* _EXERCISE TASK_: Return the material below unchanged, from the line containing "--detect bolt on" through the end, including both of those lines and everything between them.

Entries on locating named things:
— START —

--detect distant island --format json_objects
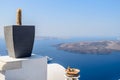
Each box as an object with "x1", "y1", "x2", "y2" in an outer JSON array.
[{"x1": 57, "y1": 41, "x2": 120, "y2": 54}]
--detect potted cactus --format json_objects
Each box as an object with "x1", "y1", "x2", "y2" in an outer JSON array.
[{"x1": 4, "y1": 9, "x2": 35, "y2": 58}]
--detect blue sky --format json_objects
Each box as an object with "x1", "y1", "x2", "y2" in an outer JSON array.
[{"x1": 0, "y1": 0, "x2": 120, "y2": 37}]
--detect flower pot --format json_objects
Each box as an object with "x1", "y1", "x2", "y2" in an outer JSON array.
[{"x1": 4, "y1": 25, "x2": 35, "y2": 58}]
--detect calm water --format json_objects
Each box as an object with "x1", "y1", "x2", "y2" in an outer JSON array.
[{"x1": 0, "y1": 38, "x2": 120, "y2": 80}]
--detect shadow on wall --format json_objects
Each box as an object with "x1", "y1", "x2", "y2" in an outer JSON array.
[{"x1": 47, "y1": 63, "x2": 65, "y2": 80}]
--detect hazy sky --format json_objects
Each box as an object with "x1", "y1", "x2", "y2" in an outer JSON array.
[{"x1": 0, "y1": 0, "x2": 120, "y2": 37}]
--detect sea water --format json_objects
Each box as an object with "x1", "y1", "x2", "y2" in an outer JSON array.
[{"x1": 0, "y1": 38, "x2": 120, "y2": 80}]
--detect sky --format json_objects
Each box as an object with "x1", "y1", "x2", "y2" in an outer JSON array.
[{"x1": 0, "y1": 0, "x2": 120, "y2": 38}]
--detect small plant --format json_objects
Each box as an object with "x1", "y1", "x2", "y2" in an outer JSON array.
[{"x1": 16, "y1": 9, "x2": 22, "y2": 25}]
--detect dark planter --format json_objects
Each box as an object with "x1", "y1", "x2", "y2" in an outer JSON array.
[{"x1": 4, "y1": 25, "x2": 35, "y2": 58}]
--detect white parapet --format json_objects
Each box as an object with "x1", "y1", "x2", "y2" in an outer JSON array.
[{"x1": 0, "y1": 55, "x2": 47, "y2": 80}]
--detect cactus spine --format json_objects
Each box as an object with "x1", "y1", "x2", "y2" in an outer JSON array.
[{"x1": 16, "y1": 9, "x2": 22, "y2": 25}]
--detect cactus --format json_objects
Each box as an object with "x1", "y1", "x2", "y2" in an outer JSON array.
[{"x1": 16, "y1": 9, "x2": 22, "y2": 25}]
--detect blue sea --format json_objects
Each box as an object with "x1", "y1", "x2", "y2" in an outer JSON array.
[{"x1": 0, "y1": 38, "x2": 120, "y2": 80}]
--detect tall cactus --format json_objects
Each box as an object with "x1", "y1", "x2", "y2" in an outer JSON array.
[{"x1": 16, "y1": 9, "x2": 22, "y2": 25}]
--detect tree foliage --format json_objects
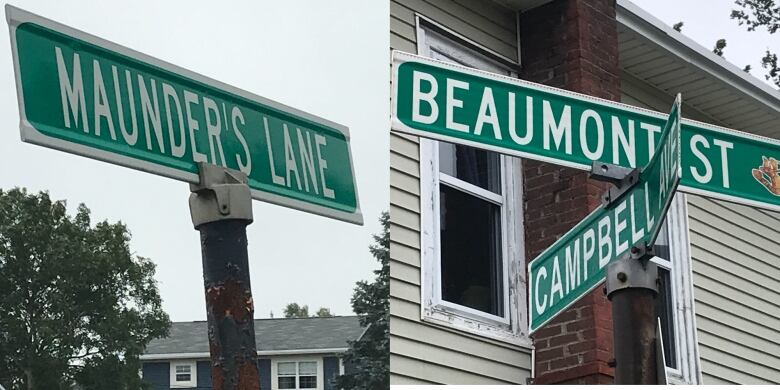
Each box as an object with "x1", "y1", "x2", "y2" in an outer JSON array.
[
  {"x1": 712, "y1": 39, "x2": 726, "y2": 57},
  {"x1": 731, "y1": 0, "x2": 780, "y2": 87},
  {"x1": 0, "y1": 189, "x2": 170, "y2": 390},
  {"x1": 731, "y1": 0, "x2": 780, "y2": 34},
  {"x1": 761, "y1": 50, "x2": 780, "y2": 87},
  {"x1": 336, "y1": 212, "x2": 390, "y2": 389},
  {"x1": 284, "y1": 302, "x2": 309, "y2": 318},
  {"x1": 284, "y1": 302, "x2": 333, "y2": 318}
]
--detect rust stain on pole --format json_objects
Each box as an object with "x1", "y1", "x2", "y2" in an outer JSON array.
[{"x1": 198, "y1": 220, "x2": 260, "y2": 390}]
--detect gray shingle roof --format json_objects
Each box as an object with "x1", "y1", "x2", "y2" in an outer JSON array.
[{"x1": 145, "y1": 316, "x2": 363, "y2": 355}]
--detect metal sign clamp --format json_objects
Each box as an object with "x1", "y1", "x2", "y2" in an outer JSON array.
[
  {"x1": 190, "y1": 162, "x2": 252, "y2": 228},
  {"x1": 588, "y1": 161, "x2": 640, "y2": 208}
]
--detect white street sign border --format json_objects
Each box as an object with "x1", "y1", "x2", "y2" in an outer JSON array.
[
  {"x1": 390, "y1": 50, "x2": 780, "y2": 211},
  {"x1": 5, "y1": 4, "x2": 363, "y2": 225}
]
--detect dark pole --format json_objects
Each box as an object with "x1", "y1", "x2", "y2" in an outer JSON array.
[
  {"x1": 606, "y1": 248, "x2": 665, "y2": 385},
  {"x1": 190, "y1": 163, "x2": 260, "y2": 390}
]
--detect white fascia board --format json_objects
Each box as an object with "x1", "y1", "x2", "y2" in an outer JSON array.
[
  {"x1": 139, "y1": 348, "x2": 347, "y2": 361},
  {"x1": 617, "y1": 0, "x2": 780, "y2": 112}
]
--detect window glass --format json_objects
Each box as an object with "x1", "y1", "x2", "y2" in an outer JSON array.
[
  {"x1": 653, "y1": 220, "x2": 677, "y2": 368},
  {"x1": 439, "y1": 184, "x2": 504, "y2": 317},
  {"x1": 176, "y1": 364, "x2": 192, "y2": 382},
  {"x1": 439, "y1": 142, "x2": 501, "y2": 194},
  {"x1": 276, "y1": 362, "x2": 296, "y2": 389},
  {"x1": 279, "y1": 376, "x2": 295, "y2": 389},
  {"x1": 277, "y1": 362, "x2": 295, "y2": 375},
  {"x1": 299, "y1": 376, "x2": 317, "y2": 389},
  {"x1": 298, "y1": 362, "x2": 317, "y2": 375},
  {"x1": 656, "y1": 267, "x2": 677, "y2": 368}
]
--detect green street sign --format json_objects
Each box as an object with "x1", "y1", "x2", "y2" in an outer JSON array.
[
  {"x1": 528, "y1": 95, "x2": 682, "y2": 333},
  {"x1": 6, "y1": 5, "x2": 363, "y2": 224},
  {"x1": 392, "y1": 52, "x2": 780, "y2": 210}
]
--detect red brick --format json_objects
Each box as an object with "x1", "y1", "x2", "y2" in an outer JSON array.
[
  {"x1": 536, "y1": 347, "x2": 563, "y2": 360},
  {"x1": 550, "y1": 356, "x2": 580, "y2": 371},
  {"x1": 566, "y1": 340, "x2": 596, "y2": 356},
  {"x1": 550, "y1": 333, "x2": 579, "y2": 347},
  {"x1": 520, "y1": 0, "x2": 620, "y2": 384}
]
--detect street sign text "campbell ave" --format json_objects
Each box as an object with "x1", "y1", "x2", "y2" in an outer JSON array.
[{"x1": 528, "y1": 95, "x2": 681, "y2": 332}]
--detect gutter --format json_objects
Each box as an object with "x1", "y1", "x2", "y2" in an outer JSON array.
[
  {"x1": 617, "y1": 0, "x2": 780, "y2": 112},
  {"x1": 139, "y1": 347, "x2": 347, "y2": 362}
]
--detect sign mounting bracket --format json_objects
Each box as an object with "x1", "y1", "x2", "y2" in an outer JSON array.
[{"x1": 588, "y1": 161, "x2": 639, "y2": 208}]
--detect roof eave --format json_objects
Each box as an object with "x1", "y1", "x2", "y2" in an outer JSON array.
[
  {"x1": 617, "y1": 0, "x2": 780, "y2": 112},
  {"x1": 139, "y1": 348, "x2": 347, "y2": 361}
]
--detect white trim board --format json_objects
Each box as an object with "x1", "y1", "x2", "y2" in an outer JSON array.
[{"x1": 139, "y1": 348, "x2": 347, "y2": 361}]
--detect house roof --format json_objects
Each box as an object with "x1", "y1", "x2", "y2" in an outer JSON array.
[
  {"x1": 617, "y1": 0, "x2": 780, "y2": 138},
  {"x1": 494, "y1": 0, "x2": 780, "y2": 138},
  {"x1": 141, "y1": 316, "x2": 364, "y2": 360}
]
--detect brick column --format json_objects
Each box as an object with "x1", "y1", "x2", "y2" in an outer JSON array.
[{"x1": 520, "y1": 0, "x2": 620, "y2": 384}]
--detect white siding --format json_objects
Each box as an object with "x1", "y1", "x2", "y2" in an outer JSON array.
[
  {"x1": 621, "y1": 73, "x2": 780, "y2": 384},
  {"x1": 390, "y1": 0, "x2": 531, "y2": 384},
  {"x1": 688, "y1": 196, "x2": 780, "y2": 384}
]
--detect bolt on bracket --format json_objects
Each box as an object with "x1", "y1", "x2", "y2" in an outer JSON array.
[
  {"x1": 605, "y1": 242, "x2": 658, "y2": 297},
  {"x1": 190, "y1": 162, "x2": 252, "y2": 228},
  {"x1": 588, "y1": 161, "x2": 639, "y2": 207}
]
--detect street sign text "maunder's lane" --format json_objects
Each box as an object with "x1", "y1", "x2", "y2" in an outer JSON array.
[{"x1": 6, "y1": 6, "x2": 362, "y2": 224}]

— END —

* _PROBLEM SOLUTION_:
--detect bolt on bracket --format json_objects
Each box as an object with "x1", "y1", "x2", "y2" in an outer JSON array.
[
  {"x1": 605, "y1": 242, "x2": 658, "y2": 297},
  {"x1": 190, "y1": 162, "x2": 252, "y2": 228},
  {"x1": 588, "y1": 161, "x2": 639, "y2": 207}
]
--detect street sign text "maunder's lane" --format json_objects
Each box as an object with "x1", "y1", "x2", "y2" in an outer JSON array.
[{"x1": 6, "y1": 6, "x2": 362, "y2": 224}]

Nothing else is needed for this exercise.